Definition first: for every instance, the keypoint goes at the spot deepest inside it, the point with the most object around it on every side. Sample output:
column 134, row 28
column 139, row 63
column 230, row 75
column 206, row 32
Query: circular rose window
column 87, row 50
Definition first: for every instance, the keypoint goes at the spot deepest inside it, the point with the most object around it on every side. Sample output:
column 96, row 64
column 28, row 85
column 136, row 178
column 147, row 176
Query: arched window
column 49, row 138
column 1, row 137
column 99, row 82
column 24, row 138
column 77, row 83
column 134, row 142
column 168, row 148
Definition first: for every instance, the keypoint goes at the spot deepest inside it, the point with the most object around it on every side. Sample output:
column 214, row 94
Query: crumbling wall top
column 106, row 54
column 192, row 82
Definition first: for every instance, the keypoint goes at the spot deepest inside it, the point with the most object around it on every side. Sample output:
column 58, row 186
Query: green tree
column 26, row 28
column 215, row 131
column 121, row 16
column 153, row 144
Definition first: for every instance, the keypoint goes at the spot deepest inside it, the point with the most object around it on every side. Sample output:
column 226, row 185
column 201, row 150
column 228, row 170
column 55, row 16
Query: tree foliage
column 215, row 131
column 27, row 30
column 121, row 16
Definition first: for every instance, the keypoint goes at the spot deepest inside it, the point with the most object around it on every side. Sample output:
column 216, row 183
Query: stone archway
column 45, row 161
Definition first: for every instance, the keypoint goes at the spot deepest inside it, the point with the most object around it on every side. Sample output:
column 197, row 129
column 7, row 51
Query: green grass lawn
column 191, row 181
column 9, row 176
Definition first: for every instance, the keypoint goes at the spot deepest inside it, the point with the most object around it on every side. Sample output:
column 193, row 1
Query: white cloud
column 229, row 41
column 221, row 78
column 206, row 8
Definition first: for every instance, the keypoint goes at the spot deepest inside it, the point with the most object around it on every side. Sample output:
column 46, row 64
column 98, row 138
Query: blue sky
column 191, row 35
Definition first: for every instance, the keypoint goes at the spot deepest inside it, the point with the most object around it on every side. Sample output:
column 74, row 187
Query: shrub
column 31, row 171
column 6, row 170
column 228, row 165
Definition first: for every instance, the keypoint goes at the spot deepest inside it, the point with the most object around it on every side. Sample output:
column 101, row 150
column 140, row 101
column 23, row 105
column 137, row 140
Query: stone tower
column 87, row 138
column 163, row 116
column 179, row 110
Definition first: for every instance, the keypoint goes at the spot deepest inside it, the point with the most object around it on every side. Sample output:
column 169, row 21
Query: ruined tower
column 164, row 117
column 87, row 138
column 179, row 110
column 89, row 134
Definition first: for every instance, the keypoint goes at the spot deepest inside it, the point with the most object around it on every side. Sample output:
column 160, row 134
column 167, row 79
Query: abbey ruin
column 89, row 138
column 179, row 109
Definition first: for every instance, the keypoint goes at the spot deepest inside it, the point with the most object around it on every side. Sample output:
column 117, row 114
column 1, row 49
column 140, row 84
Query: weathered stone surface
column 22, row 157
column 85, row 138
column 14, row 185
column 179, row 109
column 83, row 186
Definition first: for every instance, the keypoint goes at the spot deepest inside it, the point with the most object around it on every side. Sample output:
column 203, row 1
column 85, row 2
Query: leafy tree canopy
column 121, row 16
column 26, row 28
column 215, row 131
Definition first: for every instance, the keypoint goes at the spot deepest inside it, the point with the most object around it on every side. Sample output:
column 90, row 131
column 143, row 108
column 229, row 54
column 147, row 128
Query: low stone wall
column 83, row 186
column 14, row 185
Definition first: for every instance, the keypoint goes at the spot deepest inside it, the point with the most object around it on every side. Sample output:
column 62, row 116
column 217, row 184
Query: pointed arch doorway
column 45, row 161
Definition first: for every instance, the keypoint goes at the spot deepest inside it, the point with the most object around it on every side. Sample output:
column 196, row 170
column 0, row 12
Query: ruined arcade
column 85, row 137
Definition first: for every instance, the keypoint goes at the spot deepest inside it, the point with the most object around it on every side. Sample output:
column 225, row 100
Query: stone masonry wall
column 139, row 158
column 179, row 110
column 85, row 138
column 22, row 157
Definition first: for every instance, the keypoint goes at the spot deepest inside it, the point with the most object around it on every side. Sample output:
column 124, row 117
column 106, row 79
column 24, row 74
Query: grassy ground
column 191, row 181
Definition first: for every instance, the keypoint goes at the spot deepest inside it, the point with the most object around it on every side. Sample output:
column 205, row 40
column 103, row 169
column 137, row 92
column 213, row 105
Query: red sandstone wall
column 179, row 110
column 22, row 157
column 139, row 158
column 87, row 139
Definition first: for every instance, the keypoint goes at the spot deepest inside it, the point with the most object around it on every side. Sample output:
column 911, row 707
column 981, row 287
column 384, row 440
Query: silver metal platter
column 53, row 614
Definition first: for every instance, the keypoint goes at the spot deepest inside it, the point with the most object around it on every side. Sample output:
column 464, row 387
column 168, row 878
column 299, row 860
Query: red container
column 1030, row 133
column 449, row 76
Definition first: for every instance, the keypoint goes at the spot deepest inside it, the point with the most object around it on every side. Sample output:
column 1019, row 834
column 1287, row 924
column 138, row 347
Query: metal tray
────────────────────
▸ **Challenge**
Can you recast every line of all the records above as a numbered list, leaving out blank lines?

▸ **Task response**
1. Definition first: for every instance, the keypoint goes at the spot deepest inside it, the point with the most object around it on every side. Sample output:
2. column 134, row 28
3. column 139, row 63
4. column 230, row 75
5. column 206, row 32
6. Query: circular rose window
7. column 87, row 50
8. Definition first: for every instance, the keypoint goes at the spot deepest inside it, the point with the most object around it on every side. Sample output:
9. column 96, row 64
10. column 28, row 85
11. column 136, row 178
12. column 147, row 176
13. Query: arched window
14. column 49, row 138
15. column 1, row 137
16. column 99, row 82
17. column 24, row 138
18. column 77, row 83
19. column 134, row 142
20. column 168, row 148
21. Definition first: for every instance, the keypoint goes at the spot deepest inside it, the point with the most object around it on every side. Sample output:
22. column 214, row 94
23. Query: crumbling wall top
24. column 106, row 54
25. column 192, row 82
26. Definition first: for every instance, the keypoint goes at the spot deepest inside it, the point with the most object around it on every side. Sample output:
27. column 58, row 186
28. Query: green tree
29. column 26, row 28
30. column 215, row 131
31. column 121, row 16
32. column 153, row 144
33. Definition first: for every instance, the keypoint goes at the spot deepest inside it, the point with the most object around it on every side. Sample output:
34. column 226, row 185
35. column 201, row 150
36. column 228, row 170
37. column 55, row 16
38. Query: tree foliage
39. column 215, row 131
40. column 27, row 30
41. column 121, row 16
42. Definition first: for every instance, the keypoint goes at the spot deepest inside it, the point with the most object around it on every side. Sample output:
43. column 216, row 183
44. Query: stone archway
45. column 45, row 161
46. Definition first: for every instance, the keypoint goes at the spot deepest inside it, the point with the most object around it on every side. Sample output:
47. column 197, row 129
48. column 7, row 51
49. Query: green grass lawn
50. column 191, row 181
51. column 9, row 176
52. Definition first: for every instance, the keypoint goes at the spot deepest inside it, the point with the most object around it on every side. Sample output:
53. column 193, row 1
54. Query: white cloud
55. column 229, row 41
56. column 221, row 78
57. column 206, row 8
58. Definition first: for every instance, the keypoint goes at the spot deepest inside it, the point with the most object around it on every side. Sample output:
59. column 46, row 64
60. column 98, row 138
61. Query: blue sky
62. column 191, row 35
63. Definition first: for every instance, the keypoint goes at the spot deepest inside it, the point with the most object around it on every side. Sample output:
64. column 74, row 187
65. Query: shrub
66. column 31, row 171
67. column 6, row 170
68. column 228, row 165
69. Definition first: for every instance, the keypoint goes at the spot deepest inside it, the point with the most object around it on every side. Sample output:
70. column 101, row 150
71. column 140, row 101
72. column 23, row 105
73. column 137, row 140
74. Query: stone tower
75. column 87, row 138
76. column 163, row 116
77. column 179, row 110
78. Definition first: for every instance, the keypoint goes at the spot deepest inside it, the point with the most object around it on every side. Sample output:
79. column 169, row 21
80. Query: ruined tower
81. column 164, row 117
82. column 87, row 138
83. column 179, row 110
84. column 89, row 134
85. Definition first: for every instance, the keypoint goes at the spot deepest inside it, the point with the most object around it on every side. Sample output:
86. column 160, row 134
87. column 167, row 79
88. Query: abbey ruin
89. column 89, row 138
90. column 179, row 109
91. Definition first: for every instance, the keypoint goes at the spot deepest inside it, the point with the most object around it on every side. Sample output:
92. column 117, row 114
93. column 1, row 49
94. column 140, row 84
95. Query: weathered stone surface
96. column 22, row 157
97. column 85, row 138
98. column 14, row 185
99. column 179, row 109
100. column 83, row 186
101. Definition first: for every instance, the keypoint goes at the spot deepest inside it, the point with the most object around it on every side. Sample output:
102. column 203, row 1
103. column 85, row 2
104. Query: leafy tree canopy
105. column 121, row 16
106. column 26, row 28
107. column 215, row 131
108. Definition first: for every instance, the keypoint goes at the spot deepest inside it, the point with the most object around it on every side. Sample output:
109. column 90, row 131
110. column 143, row 108
111. column 229, row 54
112. column 147, row 128
113. Query: low stone wall
114. column 83, row 186
115. column 14, row 185
116. Definition first: for every instance, the keypoint goes at the spot deepest inside it, the point with the most object around it on every side. Sample output:
117. column 62, row 116
118. column 217, row 184
119. Query: pointed arch doorway
120. column 45, row 161
121. Definition first: for every instance, the keypoint goes at the spot deepest inside it, the point with the most object around it on every side. Sample output:
122. column 196, row 170
123. column 0, row 12
124. Query: ruined arcade
125. column 85, row 137
126. Definition first: for every instance, the keypoint goes at the spot deepest inside it, the point with the most object around it on every side. Sample output:
127. column 225, row 100
128. Query: stone masonry wall
129. column 139, row 158
130. column 179, row 110
131. column 85, row 138
132. column 22, row 157
133. Definition first: for every instance, the keypoint goes at the spot deepest inside it, the point with the most object around it on every side. Sample output:
134. column 124, row 117
135. column 106, row 79
136. column 24, row 74
137. Query: grassy ground
138. column 191, row 181
139. Definition first: for every instance, the keypoint goes at the spot deepest inside it, the point with the most object around it on every side. Sample output:
140. column 205, row 40
141. column 103, row 169
142. column 137, row 92
143. column 213, row 105
144. Query: red sandstone wall
145. column 179, row 110
146. column 22, row 157
147. column 139, row 158
148. column 87, row 139
149. Definition first: for every instance, the keypoint goes at the spot deepest inside it, the point with the most object around it on every side. Sample output:
150. column 911, row 707
151. column 981, row 287
152. column 384, row 440
153. Query: silver metal platter
154. column 53, row 614
155. Definition first: for every instance, the keypoint goes at the spot deepest inside it, the point with the most object around it on every side. Sample output:
156. column 464, row 387
157. column 168, row 878
158. column 299, row 860
159. Query: red container
160. column 1030, row 133
161. column 449, row 76
162. Definition first: for every instance, the keypoint goes at the spot deepest inside it, the point with the most object around it on every side. Sample output:
163. column 1019, row 834
164. column 1287, row 924
165. column 138, row 347
166. Query: metal tray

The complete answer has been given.